- [Extrait du document]:
______

Dénonciation tardive d’abus sexuel et délai de prescription

Compte tenu de l’actualité qui met à l’avant-scène les abus sexuels passés non dénoncés, il est utile de rappeler certaines règles de droit qui régissent les délais de prescription. En droit, les délais de prescription sont les  délais à l’intérieur desquels une action en justice (une poursuite civile) doit être introduite sous peine de nullité. Passé le délai de prescription, l’action en justice ne peut plus être valablement introduite; il y a extinction du droit de poursuite.

 

Il existe différents délais de prescription et sans faire une analyse exhaustive de l’état du droit en la matière, nous voulons simplement rappeler que des changements importants ont été introduits en 2013 par le législateur dans ces questions de délai de prescription, particulièrement en cas d’agression sexuelle. Des changements ont été introduits d’une part dans les délais pour les poursuites civiles et d’autre part dans les délais pour faire une demande de compensation auprès de l’IVAC (l’IVAC étant l’organisme gouvernemental qui indemnise les victimes d’actes criminels).

 

Poursuite civile

 

Depuis le 23 mai 2013, le délai de prescription pour les poursuites civiles où l’on demande réparation pour une agression à caractère sexuel (ou encore, pour de la violence subie pendant l’enfance ou de la violence d’un conjoint ou d’un ancien conjoint) est passé de 3 à 30 ans. Le point de départ de cette prescription de 30 ans est le jour où la victime a connaissance que son préjudice est attribuable à cet acte.

 

Ainsi, une personne qui réaliserait en 2014 que les troubles ou préjudices qu’elle éprouve sont attribuables à une agression sexuelle subie dans le passé (peu importe l’année) pourrait valablement introduire une poursuite civile contre son agresseur pour obtenir réparation. Elle aurait en théorie jusqu’en 2044 pour intenter cette poursuite.

 

À l’opposé, une victime d’agression sexuelle qui aurait réalisé avant le 22 mai 2010 que ses troubles ou préjudices étaient attribuables à une agression passée mais qui n’aurait pas introduit de recours en justice en temps utile  (soit dans les 3 années de cette connaissance) ne pourrait plus le faire, même après l’augmentation du délai de prescription survenue le 23 mai 2013, son droit d’action en justice ayant pris fin  trois ans après cette « connaissance » ou « prise de conscience », soit avant l’entrée en vigueur du nouveau délai de prescription (voir notamment l’arrêt  F.B. c. Therrien (Succession de), 2014 QCCA 854).

______

Données d'annotation par points sur photos:
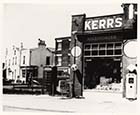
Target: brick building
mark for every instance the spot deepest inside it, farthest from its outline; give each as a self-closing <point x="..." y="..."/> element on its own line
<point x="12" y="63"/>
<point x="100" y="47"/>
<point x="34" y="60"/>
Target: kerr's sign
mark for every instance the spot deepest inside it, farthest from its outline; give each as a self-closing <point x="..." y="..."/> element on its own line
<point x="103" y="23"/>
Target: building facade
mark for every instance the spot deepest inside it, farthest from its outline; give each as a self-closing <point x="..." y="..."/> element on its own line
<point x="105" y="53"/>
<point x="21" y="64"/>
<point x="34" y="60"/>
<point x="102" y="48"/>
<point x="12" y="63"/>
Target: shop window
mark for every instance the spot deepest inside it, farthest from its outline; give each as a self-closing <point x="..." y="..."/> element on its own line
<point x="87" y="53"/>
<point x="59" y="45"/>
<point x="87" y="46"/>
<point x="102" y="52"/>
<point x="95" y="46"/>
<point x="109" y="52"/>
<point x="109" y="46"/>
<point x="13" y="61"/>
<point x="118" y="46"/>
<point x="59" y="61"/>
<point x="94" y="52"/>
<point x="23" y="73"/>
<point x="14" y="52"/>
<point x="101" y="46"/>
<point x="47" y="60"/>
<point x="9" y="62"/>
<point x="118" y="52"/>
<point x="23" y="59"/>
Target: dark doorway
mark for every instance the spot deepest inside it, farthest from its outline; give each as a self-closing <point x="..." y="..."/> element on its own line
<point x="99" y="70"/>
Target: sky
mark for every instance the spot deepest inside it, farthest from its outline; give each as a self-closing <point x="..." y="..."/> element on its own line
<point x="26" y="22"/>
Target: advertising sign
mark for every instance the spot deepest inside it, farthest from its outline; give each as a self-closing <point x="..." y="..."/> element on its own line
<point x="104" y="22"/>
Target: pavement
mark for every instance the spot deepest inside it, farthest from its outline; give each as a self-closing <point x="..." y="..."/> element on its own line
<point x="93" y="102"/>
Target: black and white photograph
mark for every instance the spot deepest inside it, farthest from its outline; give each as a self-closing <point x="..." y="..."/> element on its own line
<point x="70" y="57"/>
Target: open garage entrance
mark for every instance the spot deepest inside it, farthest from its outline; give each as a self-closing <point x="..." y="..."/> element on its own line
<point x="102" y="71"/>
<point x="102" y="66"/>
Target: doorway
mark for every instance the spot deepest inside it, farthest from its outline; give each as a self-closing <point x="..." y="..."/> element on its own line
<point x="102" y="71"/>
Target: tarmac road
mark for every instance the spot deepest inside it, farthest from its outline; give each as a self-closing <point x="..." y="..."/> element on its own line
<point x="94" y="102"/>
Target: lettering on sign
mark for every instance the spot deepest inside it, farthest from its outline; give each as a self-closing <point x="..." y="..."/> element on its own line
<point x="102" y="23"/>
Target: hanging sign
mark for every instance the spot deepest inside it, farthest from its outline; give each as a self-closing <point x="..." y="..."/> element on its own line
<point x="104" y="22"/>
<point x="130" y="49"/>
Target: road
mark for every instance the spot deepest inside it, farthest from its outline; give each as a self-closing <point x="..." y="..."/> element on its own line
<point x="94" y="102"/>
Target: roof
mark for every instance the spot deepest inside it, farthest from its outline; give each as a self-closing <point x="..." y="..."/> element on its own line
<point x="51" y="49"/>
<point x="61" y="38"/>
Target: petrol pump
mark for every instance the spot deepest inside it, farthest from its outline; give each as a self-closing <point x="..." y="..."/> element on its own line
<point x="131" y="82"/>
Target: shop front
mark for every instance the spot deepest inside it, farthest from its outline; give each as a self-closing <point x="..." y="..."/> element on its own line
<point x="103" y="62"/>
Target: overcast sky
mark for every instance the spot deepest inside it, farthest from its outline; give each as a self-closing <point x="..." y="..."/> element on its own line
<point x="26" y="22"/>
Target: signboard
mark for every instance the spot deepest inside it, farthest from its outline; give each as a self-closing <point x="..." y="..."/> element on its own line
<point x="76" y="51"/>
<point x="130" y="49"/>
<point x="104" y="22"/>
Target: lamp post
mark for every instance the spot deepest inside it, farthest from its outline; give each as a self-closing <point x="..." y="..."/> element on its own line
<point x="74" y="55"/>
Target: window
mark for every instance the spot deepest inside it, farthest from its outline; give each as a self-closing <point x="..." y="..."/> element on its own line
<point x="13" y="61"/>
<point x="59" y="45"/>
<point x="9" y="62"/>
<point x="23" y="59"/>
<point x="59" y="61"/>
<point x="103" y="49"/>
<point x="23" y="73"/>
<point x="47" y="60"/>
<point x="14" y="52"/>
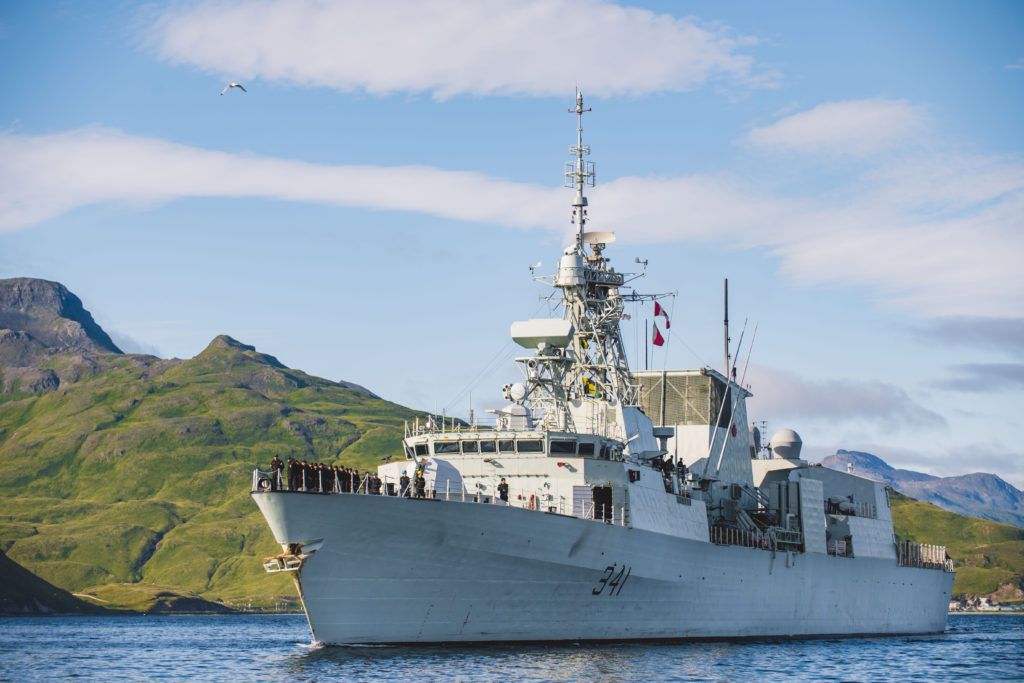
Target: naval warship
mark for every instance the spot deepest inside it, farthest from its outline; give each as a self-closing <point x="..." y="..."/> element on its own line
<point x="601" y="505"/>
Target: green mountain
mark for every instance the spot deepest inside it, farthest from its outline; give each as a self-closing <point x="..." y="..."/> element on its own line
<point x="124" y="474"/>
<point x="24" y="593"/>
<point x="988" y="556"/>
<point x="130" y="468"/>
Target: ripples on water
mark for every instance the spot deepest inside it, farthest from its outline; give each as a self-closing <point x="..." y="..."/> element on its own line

______

- [Actions demandées]:
1. Transcrivez le passage de l'extrait sur la prescription qui va de « Compte tenu de » jusqu'à « droit de poursuite. ».
2. Présentez sous forme de tableau Markdown, avec les colonnes « N° » et « Ligne », les lignes de la liste allant de celle qui contient « Target: lamp post » jusqu'à la fin de la liste. Laissez de côté les lignes vides ainsi que les images.

- [Réponses par consigne]:
1.
Compte tenu de l’actualité qui met à l’avant-scène les abus sexuels passés non dénoncés, il est utile de rappeler certaines règles de droit qui régissent les délais de prescription. En droit, les délais de prescription sont les  délais à l’intérieur desquels une action en justice (une poursuite civile) doit être introduite sous peine de nullité. Passé le délai de prescription, l’action en justice ne peut plus être valablement introduite; il y a extinction du droit de poursuite.

2.
| N° | Ligne |
|---|---|
| 1 | Target: lamp post |
| 2 | mark for every instance the spot deepest inside it, farthest from its outline; give each as a self-closing <point x="..." y="..."/> element on its own line |
| 3 | <point x="74" y="55"/> |
| 4 | Target: window |
| 5 | mark for every instance the spot deepest inside it, farthest from its outline; give each as a self-closing <point x="..." y="..."/> element on its own line |
| 6 | <point x="13" y="61"/> |
| 7 | <point x="59" y="45"/> |
| 8 | <point x="9" y="62"/> |
| 9 | <point x="23" y="59"/> |
| 10 | <point x="59" y="61"/> |
| 11 | <point x="103" y="49"/> |
| 12 | <point x="23" y="73"/> |
| 13 | <point x="47" y="60"/> |
| 14 | <point x="14" y="52"/> |
| 15 | Target: naval warship |
| 16 | mark for every instance the spot deepest inside it, farthest from its outline; give each as a self-closing <point x="..." y="..."/> element on its own line |
| 17 | <point x="601" y="505"/> |
| 18 | Target: green mountain |
| 19 | mark for every instance the spot deepest inside it, farthest from its outline; give each as a self-closing <point x="..." y="..."/> element on its own line |
| 20 | <point x="124" y="474"/> |
| 21 | <point x="24" y="593"/> |
| 22 | <point x="988" y="556"/> |
| 23 | <point x="130" y="468"/> |
| 24 | Target: ripples on water |
| 25 | mark for every instance the spot deepest inside it, farthest from its outline; give each as a self-closing <point x="..." y="..."/> element on its own line |